→ What to produce:
Can you recast every line of the rows below as a JSON list of strings, one string per line, with blank lines dropped? Leave the pictures out of your answer.

..........

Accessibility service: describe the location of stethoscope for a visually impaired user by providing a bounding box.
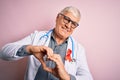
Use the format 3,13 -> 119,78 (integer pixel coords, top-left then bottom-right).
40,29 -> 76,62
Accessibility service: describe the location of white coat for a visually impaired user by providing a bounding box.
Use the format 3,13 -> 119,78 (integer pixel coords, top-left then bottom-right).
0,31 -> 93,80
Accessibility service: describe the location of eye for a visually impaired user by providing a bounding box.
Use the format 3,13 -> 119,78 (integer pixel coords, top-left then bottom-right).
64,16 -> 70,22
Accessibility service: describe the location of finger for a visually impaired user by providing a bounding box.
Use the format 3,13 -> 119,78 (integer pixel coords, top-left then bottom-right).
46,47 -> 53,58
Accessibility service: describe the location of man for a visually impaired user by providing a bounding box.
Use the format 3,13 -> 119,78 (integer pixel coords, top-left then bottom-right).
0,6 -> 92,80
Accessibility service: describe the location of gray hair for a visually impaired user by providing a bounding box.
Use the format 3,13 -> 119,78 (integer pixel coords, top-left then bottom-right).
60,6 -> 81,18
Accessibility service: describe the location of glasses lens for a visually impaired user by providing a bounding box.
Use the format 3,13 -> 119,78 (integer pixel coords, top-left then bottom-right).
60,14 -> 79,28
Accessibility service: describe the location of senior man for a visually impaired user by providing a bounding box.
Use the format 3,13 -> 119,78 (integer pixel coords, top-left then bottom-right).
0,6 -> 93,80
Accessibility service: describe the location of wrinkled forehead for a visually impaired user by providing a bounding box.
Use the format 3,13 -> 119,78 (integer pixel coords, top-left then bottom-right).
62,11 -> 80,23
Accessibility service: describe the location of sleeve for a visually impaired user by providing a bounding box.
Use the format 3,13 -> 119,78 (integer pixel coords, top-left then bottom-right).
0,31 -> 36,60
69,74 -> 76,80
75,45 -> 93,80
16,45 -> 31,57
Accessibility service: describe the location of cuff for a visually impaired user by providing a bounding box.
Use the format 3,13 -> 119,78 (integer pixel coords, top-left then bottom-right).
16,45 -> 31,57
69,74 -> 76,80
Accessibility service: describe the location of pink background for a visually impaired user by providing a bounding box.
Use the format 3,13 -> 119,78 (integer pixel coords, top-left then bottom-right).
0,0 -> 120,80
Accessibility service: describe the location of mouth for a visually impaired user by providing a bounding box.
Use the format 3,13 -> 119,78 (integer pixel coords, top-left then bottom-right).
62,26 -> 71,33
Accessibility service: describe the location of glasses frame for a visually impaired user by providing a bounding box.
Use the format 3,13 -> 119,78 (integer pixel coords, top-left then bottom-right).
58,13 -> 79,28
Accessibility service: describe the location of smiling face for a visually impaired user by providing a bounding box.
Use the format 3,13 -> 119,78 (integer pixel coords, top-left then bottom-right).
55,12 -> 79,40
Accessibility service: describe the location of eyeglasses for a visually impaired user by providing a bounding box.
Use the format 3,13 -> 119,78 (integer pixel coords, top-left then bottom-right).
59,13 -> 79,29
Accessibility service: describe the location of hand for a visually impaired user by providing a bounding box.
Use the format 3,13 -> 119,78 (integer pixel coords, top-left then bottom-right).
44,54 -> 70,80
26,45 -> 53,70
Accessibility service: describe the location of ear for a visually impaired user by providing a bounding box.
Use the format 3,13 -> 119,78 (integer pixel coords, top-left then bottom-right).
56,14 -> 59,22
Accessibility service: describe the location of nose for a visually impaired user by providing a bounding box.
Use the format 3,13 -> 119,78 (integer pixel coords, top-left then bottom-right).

..........

→ Final result:
[
  "Accessibility service: describe the location of stethoscope for a visually impaired user by providing a bounding box.",
  "Use the format 3,13 -> 119,78 (integer pixel coords, top-left then bottom-right).",
  "40,29 -> 76,62",
  "Accessibility service: describe the location of white coat for a visually impaired user by providing a bounding box.",
  "Use the format 3,13 -> 119,78 (integer pixel coords, top-left then bottom-right).",
  "0,31 -> 93,80",
  "Accessibility service: describe the location of eye for a visually impaired user by providing a bounding box.",
  "Use the format 3,13 -> 119,78 (integer pixel coords, top-left then bottom-right).",
  "64,16 -> 70,22",
  "Accessibility service: describe the location of finger for a visually impaired user by providing a bounding box.",
  "Use the format 3,13 -> 119,78 (integer pixel coords, top-left then bottom-right).",
  "46,47 -> 53,58",
  "Accessibility service: describe the location of man for a visually impaired user by providing a bounding box.",
  "Use the format 3,13 -> 119,78 (integer pixel coords, top-left then bottom-right).",
  "0,6 -> 92,80",
  "Accessibility service: describe the location of gray hair for a visually impaired user by providing a bounding box.",
  "Use the format 3,13 -> 119,78 (integer pixel coords, top-left then bottom-right).",
  "60,6 -> 81,18",
  "Accessibility service: describe the location of glasses lens for a visually impaired user by providing a bounding box.",
  "Use the format 3,13 -> 119,78 (integer pixel coords, top-left then bottom-right).",
  "60,14 -> 79,28",
  "Accessibility service: describe the location of senior man for a visually impaired user by providing a bounding box.",
  "Use the format 3,13 -> 119,78 (integer pixel coords, top-left then bottom-right).",
  "0,6 -> 93,80",
  "Accessibility service: describe the location of wrinkled forehead for a visually impaired user by providing a bounding box.",
  "Use the format 3,13 -> 119,78 (integer pixel coords, top-left then bottom-right).",
  "62,11 -> 80,23",
  "Accessibility service: describe the location of sleeve for a visually impaired user by providing a bounding box.",
  "Use the format 3,13 -> 119,78 (integer pixel coords, top-left then bottom-right).",
  "0,31 -> 36,60",
  "69,74 -> 76,80",
  "75,45 -> 93,80",
  "16,45 -> 31,57",
  "Accessibility service: describe the location of cuff for a visually impaired user by providing a bounding box.",
  "Use the format 3,13 -> 119,78 (integer pixel coords, top-left then bottom-right).",
  "16,45 -> 31,57",
  "69,74 -> 76,80",
  "Accessibility service: describe the location of pink background for a visually impaired user by providing a bounding box.",
  "Use the format 3,13 -> 119,78 (integer pixel coords, top-left then bottom-right).",
  "0,0 -> 120,80",
  "Accessibility service: describe the location of mouth for a visually impaired user by providing a bounding box.",
  "Use the format 3,13 -> 119,78 (integer pixel coords, top-left then bottom-right).",
  "62,26 -> 71,33",
  "Accessibility service: describe the location of glasses frame for a visually impaired user by providing a bounding box.",
  "Use the format 3,13 -> 119,78 (integer pixel coords, top-left then bottom-right).",
  "58,13 -> 79,28",
  "Accessibility service: describe the location of smiling face for a visually impaired user by providing a bounding box.",
  "Use the format 3,13 -> 119,78 (integer pixel coords, top-left then bottom-right).",
  "55,12 -> 79,40",
  "Accessibility service: describe the location of eyeglasses for a visually impaired user by providing a bounding box.",
  "Use the format 3,13 -> 119,78 (integer pixel coords, top-left then bottom-right).",
  "59,13 -> 79,29",
  "Accessibility service: describe the location of hand for a visually impaired user by providing a bounding box.",
  "Use the format 3,13 -> 119,78 (integer pixel coords, top-left then bottom-right).",
  "44,54 -> 70,80",
  "26,45 -> 53,70",
  "Accessibility service: describe the location of ear for a visually impaired user by providing a bounding box.",
  "Use the format 3,13 -> 119,78 (integer pixel coords, top-left then bottom-right).",
  "56,14 -> 59,22",
  "Accessibility service: describe the location of nose for a visually impaired user by providing a bounding box.",
  "Use the format 3,13 -> 119,78 (integer pixel coords, top-left then bottom-right)."
]